From the records below, take each line where the string "sample" shows up and copy it.

*RECORDED INFORMATION*.
# # # #
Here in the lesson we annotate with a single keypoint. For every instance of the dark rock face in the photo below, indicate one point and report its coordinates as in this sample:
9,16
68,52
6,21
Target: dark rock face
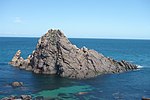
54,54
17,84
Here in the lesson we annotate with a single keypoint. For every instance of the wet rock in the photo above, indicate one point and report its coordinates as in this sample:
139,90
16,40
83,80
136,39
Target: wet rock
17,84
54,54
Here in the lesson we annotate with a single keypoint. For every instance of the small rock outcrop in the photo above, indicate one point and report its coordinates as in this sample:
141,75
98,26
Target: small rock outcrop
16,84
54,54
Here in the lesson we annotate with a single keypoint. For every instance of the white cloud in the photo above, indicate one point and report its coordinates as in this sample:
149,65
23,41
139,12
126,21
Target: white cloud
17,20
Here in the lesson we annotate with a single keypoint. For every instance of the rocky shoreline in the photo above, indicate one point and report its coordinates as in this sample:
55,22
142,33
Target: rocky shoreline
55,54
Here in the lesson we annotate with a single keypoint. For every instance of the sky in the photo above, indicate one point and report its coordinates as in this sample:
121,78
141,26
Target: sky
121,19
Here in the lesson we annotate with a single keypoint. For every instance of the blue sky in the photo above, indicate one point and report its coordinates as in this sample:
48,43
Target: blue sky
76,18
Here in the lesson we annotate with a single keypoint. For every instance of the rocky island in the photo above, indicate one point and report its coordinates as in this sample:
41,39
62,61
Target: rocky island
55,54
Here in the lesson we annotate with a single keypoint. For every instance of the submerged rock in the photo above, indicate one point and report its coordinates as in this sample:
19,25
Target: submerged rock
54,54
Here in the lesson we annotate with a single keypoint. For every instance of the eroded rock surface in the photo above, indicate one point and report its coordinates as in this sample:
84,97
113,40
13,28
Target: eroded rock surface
# # # #
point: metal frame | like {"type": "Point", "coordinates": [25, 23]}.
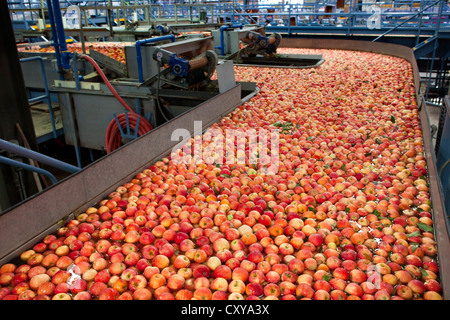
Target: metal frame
# # # #
*WRITTEN RESPONSE*.
Here in the lesson we annotate with a single keypoint. For every instance of the dark rock face in the photo below, indicate one point and report its coordinates as in this sample:
Here in the lesson we annotate with a single keypoint. For every instance of the wet rock in the photo above, indicate one point and report its coordinates as in this sample:
Here in the lesson we annotate with a single keypoint. For every instance of the small rock outcrop in the photo above, indicate one point and report its coordinates as in this sample:
Here in the lesson we annotate with a single keypoint. For every instance of the white cloud in the photo above, indicate one point and report its coordinates as in this sample:
Here in the lesson we annotate with a single keypoint. For every instance of the rocky shoreline in the photo above, indicate one point and report its coordinates as in this sample:
Here in the lesson we annotate with a single keypoint. For every instance of the sky in the photo above, indicate one point and report its coordinates as in this sample:
Here in the lesson we annotate with a single keypoint. For every instance of the blue sky in the photo above, indicate one point and report its coordinates as in this sample:
Here in the lesson we annotate with a single keypoint. For every instance of the rocky island in the photo above, indicate one point and report its coordinates as in this sample:
Here in the lesson we annotate with a single keypoint. For every instance of the submerged rock in the photo above, indicate one point and report its coordinates as in this sample:
Here in the lesson we annotate with a single keypoint. For every instance of the eroded rock surface in the photo above, indicate one point and report its coordinates as in this sample:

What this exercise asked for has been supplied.